Meteoroids Rock! (Except When They Hit You)
More than 1,000 people were injured Friday, when the largest meteor to strike the Earth in two generations disintegrated above the Russian city of Chelyabinsk, raining burning bits of rock that shattered windows and caused a panic.
Before disintegrating into thousands of meteorites, the meteor that Russians watched blazing across the sky in a burst of bright light, probably weighed around 7,700 tons and was about 49 feet across, NASA estimated.
Scientists call such collisions between the Earth and space rocks "impact events." While meteor showers are a common occurrence, really big impact events are rare. The bigger the rock - like the 6-mile wide meteor that killed off the dinosaurs - the less likely a collision.

□ □ □ □

→ **What to produce**:
Decide whether each statement agrees with the text on the Chelyabinsk meteor. Answer yes or no for each, and quote the words of the text that decide it: (a) More than 1,000 people were injured. (b) NASA estimated the meteor at about 49 feet across. (c) Really big impact events happen often. None of the records is needed for this exercise.

□ □ □ □

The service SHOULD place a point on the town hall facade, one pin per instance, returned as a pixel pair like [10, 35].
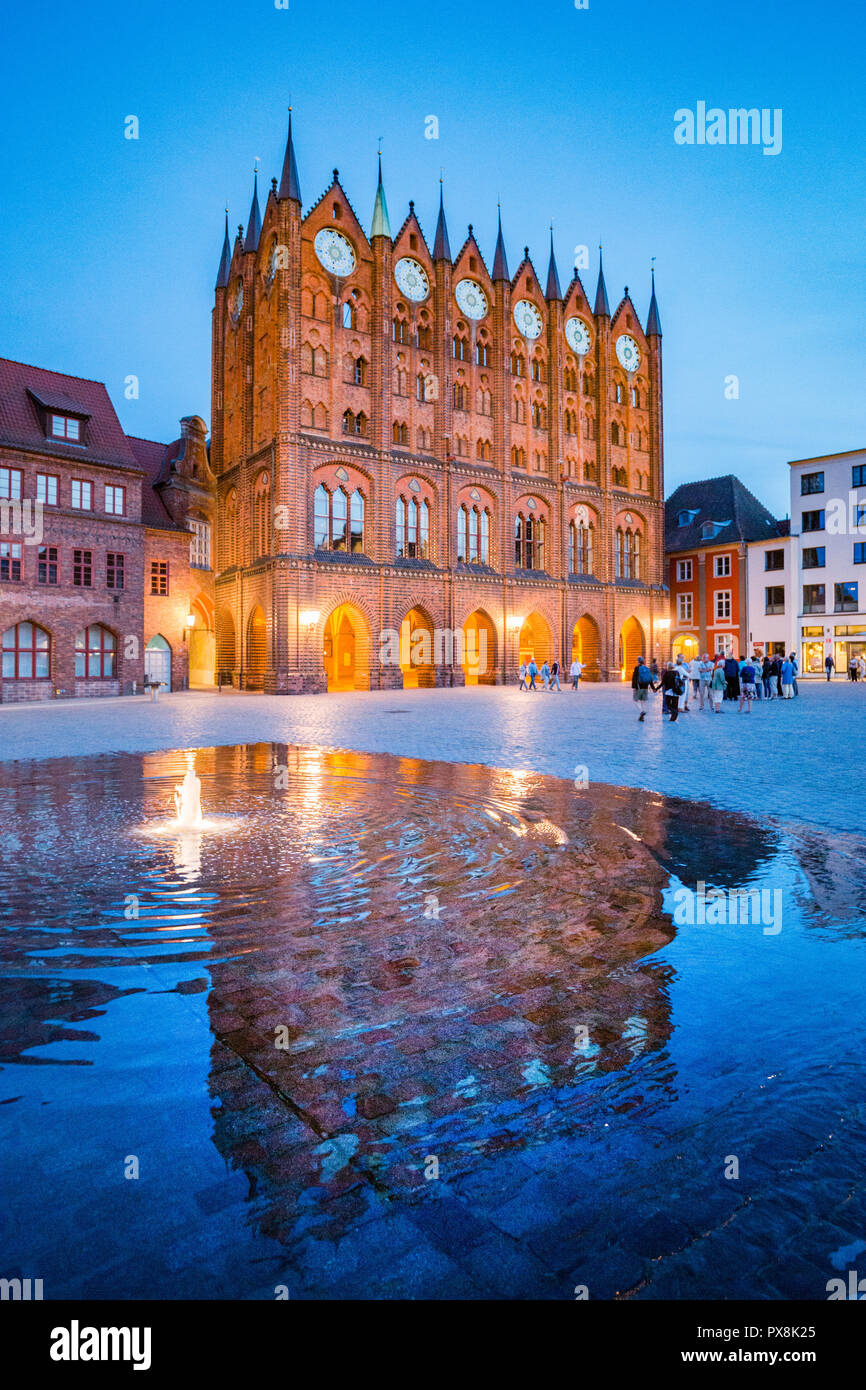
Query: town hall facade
[409, 444]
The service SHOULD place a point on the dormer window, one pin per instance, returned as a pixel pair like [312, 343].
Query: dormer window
[66, 427]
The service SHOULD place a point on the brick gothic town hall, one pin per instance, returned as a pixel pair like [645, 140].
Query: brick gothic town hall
[405, 441]
[420, 471]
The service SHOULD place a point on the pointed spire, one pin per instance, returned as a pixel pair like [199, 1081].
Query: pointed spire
[225, 259]
[381, 227]
[552, 291]
[601, 292]
[654, 323]
[289, 184]
[501, 266]
[253, 223]
[441, 245]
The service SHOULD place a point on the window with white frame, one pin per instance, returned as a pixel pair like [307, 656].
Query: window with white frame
[82, 495]
[116, 501]
[199, 546]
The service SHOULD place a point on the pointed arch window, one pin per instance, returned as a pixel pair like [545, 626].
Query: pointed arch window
[25, 652]
[528, 542]
[262, 514]
[95, 653]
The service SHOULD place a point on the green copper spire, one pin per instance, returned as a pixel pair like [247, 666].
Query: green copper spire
[381, 227]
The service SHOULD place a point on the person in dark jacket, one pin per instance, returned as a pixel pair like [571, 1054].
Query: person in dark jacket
[766, 670]
[731, 674]
[673, 684]
[641, 685]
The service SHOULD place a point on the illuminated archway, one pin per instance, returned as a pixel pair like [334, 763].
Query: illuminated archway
[480, 649]
[417, 649]
[535, 640]
[633, 644]
[202, 645]
[585, 647]
[256, 651]
[684, 645]
[346, 649]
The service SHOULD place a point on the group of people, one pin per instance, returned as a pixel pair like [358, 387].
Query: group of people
[713, 680]
[856, 666]
[548, 673]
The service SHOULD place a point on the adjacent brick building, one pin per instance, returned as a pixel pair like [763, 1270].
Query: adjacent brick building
[405, 441]
[97, 571]
[708, 531]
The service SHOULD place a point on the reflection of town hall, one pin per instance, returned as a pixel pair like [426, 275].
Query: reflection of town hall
[405, 439]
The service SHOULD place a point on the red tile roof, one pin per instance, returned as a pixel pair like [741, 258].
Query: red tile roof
[153, 458]
[24, 388]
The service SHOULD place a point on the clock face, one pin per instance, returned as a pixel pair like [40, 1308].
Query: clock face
[628, 352]
[471, 300]
[412, 278]
[527, 319]
[334, 252]
[578, 335]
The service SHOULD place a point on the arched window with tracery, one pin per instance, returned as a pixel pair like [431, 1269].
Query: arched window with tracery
[473, 535]
[25, 652]
[262, 514]
[581, 537]
[95, 653]
[231, 528]
[528, 541]
[413, 528]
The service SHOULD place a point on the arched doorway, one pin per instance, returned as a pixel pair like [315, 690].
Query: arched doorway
[202, 648]
[684, 645]
[227, 653]
[346, 649]
[256, 651]
[480, 649]
[157, 660]
[417, 649]
[585, 647]
[631, 645]
[535, 640]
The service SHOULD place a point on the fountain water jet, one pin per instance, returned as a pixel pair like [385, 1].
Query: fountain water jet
[188, 798]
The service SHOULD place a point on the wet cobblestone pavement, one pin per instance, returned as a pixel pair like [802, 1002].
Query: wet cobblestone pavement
[409, 1029]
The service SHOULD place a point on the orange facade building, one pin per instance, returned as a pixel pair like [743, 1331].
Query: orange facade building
[427, 470]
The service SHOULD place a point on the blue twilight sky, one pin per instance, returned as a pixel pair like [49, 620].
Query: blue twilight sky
[110, 246]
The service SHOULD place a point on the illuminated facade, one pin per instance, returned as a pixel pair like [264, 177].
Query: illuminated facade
[407, 441]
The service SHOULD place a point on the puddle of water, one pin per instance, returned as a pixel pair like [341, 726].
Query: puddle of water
[371, 982]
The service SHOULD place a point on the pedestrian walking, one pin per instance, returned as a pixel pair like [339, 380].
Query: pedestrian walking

□ □ □ □

→ **Task response**:
(a) Yes: "More than 1,000 people were injured Friday"
(b) Yes: "was about 49 feet across, NASA estimated"
(c) No: "really big impact events are rare"